• [Texte à lire]
***
L’histoire de Sangre s’appuie sur l’accomplissement d’une vendetta, celle d’une petite fille qui veut venger les morts de sa famille et espère retrouver sa mère. Ils sont huit qu’elle veut retrouver, le ligat qui permettait aux écumeurs de fuir et les sept meurtriers qui ont décimés le convoi.
Une jeune femme torture un homme avec le jeu des mille coupures pour obtenir sept noms. Elle ourdit sa vengeance depuis dix ans, depuis qu’à sept ans, petite fille de paisibles vignerons, elle a vu son père et son frère assassinés, sa mère emmenée comme esclave par la Compagnie des Sombres écumeurs, une bande de pillards sans pitié. Elle a dû abandonner Loup son jeune chien.
***
• [Matériel fourni]
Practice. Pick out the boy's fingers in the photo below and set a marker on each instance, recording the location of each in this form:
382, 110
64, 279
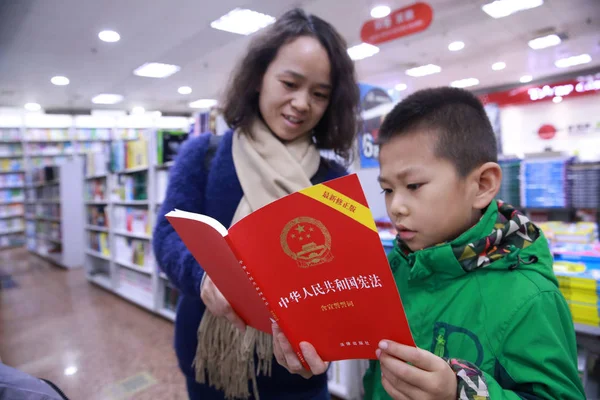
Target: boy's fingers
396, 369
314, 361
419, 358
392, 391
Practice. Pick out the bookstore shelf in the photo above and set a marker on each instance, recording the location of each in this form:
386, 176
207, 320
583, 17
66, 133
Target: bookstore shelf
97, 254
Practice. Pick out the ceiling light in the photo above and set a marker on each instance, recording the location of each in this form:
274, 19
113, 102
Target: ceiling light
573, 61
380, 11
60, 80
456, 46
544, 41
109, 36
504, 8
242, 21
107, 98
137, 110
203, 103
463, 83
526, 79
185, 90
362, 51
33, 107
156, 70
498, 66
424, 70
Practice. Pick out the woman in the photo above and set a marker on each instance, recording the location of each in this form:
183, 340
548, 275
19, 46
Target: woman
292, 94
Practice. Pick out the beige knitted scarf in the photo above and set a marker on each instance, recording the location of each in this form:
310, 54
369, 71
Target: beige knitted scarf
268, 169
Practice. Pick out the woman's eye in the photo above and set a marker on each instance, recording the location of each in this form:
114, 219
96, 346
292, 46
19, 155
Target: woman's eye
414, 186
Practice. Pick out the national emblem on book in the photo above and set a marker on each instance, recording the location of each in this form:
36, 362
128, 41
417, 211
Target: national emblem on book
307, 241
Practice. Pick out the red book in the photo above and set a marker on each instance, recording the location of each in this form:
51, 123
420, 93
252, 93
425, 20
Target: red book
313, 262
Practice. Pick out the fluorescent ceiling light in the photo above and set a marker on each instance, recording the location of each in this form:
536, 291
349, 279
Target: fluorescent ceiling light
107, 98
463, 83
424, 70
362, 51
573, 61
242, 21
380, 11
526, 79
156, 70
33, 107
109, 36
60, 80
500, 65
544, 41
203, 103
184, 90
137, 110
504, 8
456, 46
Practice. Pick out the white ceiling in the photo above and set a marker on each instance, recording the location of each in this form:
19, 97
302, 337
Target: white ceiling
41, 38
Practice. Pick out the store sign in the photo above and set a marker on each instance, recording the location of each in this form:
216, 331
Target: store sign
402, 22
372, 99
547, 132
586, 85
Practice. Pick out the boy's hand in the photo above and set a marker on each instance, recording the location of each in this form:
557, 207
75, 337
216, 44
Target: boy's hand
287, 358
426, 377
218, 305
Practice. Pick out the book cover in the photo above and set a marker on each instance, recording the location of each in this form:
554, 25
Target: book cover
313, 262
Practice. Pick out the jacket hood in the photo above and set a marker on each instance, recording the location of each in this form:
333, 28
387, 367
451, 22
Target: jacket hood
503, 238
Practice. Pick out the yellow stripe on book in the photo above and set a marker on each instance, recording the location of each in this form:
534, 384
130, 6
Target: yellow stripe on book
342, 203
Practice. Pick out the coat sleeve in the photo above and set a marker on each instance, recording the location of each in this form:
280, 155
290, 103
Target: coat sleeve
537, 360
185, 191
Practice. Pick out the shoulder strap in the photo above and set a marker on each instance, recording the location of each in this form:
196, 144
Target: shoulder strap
***
• [Travail à réaliser]
1. Dans le texte consacré à Sangre, comment s’appelle le jeune chien que la petite fille a dû abandonner ?
2. Reproduisez fidèlement le passage du texte consacré à Sangre qui va de « L’histoire de Sangre » à « décimés le convoi. ».

• [Résultats dans l’ordre]
1. Loup.

2.
L’histoire de Sangre s’appuie sur l’accomplissement d’une vendetta, celle d’une petite fille qui veut venger les morts de sa famille et espère retrouver sa mère. Ils sont huit qu’elle veut retrouver, le ligat qui permettait aux écumeurs de fuir et les sept meurtriers qui ont décimés le convoi.